→ Given passage:
>>>
This month Bright Spots, a new live, interactive series hosted by NewSchools debuted on LinkedIn. We’re excited to connect with more education innovators and stakeholders in real-time and lift up what’s working during this time of rebuilding and reinvention in education. This series features our NewSchools colleagues in conversation with the innovators we fund and support and the communities we serve. We discuss bold innovative solutions to address some of the most pressing challenges in education today. Our first episode was dedicated to all the amazing and resilient school leaders and educators who started a new school year. Watch the highlights from the conversation and be sure to tune in on October 11 for our next LinkedIn Live session, “Shifting Power to Communities in Grantmaking.”
New achievement data — comparing student performance before the coronavirus pandemic to now —shows the gaps between lower and higher achieving students have widened. Jason Atwood, director of research and learning at NewSchools, and our research partners analyzed academic data for schools in our portfolio and found that academic backsliding was not as pronounced at some schools. These are schools where students reported stronger relationships with teachers, higher academic expectations, better perceptions of fairness, a greater sense of psychological and physical safety, and better management of their learning. If more schools move to create these conditions, more students will be better off for it.
<<<
→ Task 1: Reproduce the part of the NewSchools passage that opens with the words containing "New achievement data" and closes with "off for it.".
→ Task 2: In the NewSchools passage, what is the title of the next LinkedIn Live session?
→ Task 3: List every condition the NewSchools passage says students reported at schools where academic backsliding was not as pronounced.
The rows come from a separate source, not from the NewSchools passage.

(Data pulled from a collection)
>>>
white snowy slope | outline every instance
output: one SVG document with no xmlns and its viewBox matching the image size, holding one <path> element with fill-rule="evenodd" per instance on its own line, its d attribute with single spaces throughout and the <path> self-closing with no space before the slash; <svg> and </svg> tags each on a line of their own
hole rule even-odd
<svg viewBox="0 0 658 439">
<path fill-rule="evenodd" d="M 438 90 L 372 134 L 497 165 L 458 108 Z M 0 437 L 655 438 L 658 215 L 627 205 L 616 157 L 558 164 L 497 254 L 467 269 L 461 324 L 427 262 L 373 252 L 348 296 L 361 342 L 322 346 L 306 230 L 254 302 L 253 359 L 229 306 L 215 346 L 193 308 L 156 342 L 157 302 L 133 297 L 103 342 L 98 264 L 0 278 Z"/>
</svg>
<<<
→ Answer area 1:
New achievement data — comparing student performance before the coronavirus pandemic to now —shows the gaps between lower and higher achieving students have widened. Jason Atwood, director of research and learning at NewSchools, and our research partners analyzed academic data for schools in our portfolio and found that academic backsliding was not as pronounced at some schools. These are schools where students reported stronger relationships with teachers, higher academic expectations, better perceptions of fairness, a greater sense of psychological and physical safety, and better management of their learning. If more schools move to create these conditions, more students will be better off for it.

→ Answer area 2: "Shifting Power to Communities in Grantmaking."

→ Answer area 3:
- Stronger relationships with teachers
- Higher academic expectations
- Better perceptions of fairness
- A greater sense of psychological and physical safety
- Better management of their learning